▶ [Data provided]
::::

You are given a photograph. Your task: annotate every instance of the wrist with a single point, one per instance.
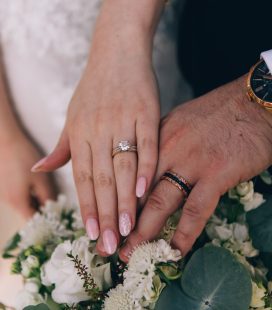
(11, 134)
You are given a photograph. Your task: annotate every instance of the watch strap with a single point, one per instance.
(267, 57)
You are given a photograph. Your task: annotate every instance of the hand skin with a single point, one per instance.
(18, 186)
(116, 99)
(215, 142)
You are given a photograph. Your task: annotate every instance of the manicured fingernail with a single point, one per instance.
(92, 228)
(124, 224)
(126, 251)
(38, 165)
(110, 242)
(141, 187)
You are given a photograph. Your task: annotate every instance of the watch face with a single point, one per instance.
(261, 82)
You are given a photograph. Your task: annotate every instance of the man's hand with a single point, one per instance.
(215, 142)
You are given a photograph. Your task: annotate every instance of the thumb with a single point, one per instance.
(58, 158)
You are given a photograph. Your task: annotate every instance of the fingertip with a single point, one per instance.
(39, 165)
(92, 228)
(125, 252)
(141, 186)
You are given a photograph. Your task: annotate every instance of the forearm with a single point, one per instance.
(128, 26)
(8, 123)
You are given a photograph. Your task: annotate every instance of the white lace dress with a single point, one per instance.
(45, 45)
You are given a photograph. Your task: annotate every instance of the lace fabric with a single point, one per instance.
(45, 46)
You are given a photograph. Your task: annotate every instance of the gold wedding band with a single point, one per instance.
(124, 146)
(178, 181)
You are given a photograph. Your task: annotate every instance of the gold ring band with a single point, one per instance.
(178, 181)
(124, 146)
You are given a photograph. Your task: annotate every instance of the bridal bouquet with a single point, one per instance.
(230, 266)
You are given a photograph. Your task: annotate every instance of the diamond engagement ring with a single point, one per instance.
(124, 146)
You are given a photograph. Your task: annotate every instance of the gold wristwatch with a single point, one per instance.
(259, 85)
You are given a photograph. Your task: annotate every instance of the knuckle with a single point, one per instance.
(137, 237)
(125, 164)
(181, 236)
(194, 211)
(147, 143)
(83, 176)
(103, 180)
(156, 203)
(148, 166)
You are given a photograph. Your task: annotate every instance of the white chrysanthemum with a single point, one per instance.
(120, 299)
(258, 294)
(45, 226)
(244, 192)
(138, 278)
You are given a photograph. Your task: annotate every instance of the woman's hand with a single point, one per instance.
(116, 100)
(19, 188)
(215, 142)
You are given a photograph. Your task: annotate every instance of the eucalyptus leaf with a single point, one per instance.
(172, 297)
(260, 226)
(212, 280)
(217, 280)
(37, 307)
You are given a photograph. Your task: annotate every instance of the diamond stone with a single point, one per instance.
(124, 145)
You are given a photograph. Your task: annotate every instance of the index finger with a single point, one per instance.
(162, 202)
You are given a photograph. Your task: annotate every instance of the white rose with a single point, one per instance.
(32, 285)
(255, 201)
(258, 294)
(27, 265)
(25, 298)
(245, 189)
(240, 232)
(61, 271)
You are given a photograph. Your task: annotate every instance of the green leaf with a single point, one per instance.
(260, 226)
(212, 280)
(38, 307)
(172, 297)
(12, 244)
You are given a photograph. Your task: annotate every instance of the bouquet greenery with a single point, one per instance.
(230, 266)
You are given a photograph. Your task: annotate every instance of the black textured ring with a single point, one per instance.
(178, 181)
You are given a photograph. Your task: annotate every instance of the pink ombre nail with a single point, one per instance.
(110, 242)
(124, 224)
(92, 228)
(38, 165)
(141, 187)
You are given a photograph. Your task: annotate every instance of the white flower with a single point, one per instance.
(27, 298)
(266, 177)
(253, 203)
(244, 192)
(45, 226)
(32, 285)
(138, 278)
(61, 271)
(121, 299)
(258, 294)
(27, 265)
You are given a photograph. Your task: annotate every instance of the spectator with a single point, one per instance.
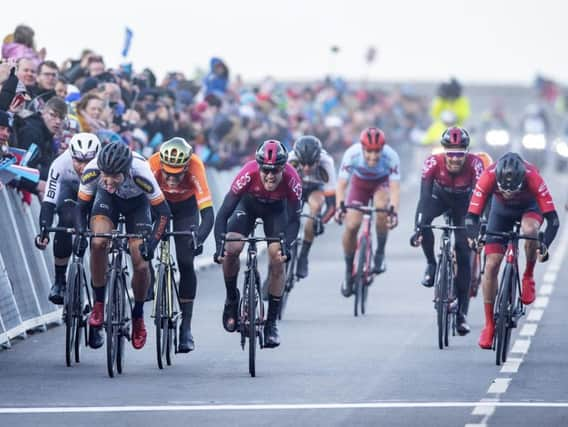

::::

▶ [Task] Rewrite the entire listing above with "annotate" switched to "mark" at each occurrence and everything else left unchanged. Leave the pictures out.

▶ [Solution for this exercise]
You are given a photograph. Your task: mark every instance of the wrist with a single point, one per instance.
(11, 134)
You are given a photograph. Your task: mark every instance of the watch strap with a single point, one per instance.
(267, 57)
You are given a photograph. Your task: mark every instance of the hand skin with a single point, one per instance.
(18, 186)
(116, 99)
(215, 142)
You are given a photograph. Your task: mark every instance of the manicured fingernail with a single point, one per instance.
(92, 228)
(124, 224)
(126, 251)
(38, 165)
(110, 242)
(141, 187)
You are given a photograph. Your task: mark every instance of the watch face with a single point, one per instance.
(261, 82)
You are given a photograph. Your task: mark every instance of the man's hand with a single point, one per instance.
(215, 142)
You are given a photograph. Your task: mark every instance of the thumb with a single point, one per instance.
(58, 158)
You are given a photograph. Your task: mark every instance of the fingertip with a single point, one per instance.
(39, 165)
(92, 228)
(125, 252)
(141, 186)
You are given a photograph. Your task: mark every instance of the forearm with a single point, one per instance.
(128, 26)
(8, 123)
You are given a photograph. Your task: mark every instance of the white lace dress with a single point, one per instance.
(45, 45)
You are given a photograph. Your task: mark every instance of the lace fabric with a single point, one per instance.
(45, 46)
You are given a photograph. Your task: mark every instance of the gold wedding band with a single point, one per instance.
(124, 146)
(178, 181)
You are given a photograph. Your task: mark every instance of the gold ring band with a single point, one per instance.
(178, 181)
(124, 146)
You are given a photograph. Your task: mark every instance of the bridal bouquet with a single point, one per instance.
(230, 266)
You are given a photograph. Your task: mark every instance of the diamond engagement ring with a single point, one per instance.
(124, 146)
You are given a photograph. Your task: mark every instance of the gold wristwatch with a single point, one per instance.
(259, 85)
You are given a photograph. Your task: mark every instance of the knuckle with a single point, one per instance.
(137, 237)
(125, 164)
(181, 236)
(194, 211)
(147, 143)
(83, 176)
(103, 180)
(156, 203)
(148, 166)
You are given a photograph. Your task: mark every instance of the white chrysanthemum with a single point, one per instance.
(120, 299)
(258, 294)
(45, 226)
(244, 192)
(138, 278)
You are given a photograph. Your task: mark every instance of the woman's hand with a single point, one per instance.
(116, 100)
(19, 188)
(215, 142)
You are given a photograph. Your task: mark every instance of the eucalyptus leaf with a single point, one per instance.
(172, 297)
(260, 226)
(212, 280)
(217, 280)
(37, 307)
You are given a photograph. Your task: mark every instance of the diamond stone with a single point, one per instance.
(124, 145)
You are given a photograph. Your task: mark every instance of the index finger with a single point, one per instance.
(162, 202)
You are given a photograph. Your task: mark every instance of the white rose with a single point, one per instance.
(32, 285)
(255, 201)
(258, 294)
(27, 265)
(25, 298)
(245, 189)
(240, 232)
(61, 271)
You are given a photograph. Your task: mark every instance of the green leaf with a single point, one per instance.
(260, 226)
(212, 280)
(38, 307)
(172, 297)
(12, 244)
You are given a photograph. Your task: mark every instance of the bouquet greenery with a single point, one per instance.
(230, 266)
You are given a photograph. Your task: mark every instance of the black textured ring with a single point, one per instance.
(178, 181)
You are given a photograph. Your task: mark every instance of the pink ombre nail with a single point, one per instance.
(110, 242)
(124, 224)
(92, 228)
(38, 165)
(141, 187)
You are given a photograph. Your task: mark every instance of the white flower with a single point, one per instance.
(27, 298)
(266, 177)
(253, 203)
(244, 192)
(45, 226)
(32, 285)
(138, 278)
(61, 271)
(121, 299)
(258, 294)
(27, 265)
You are given a photograph. Your task: mark every instance of the spectator with a single point, one per instance.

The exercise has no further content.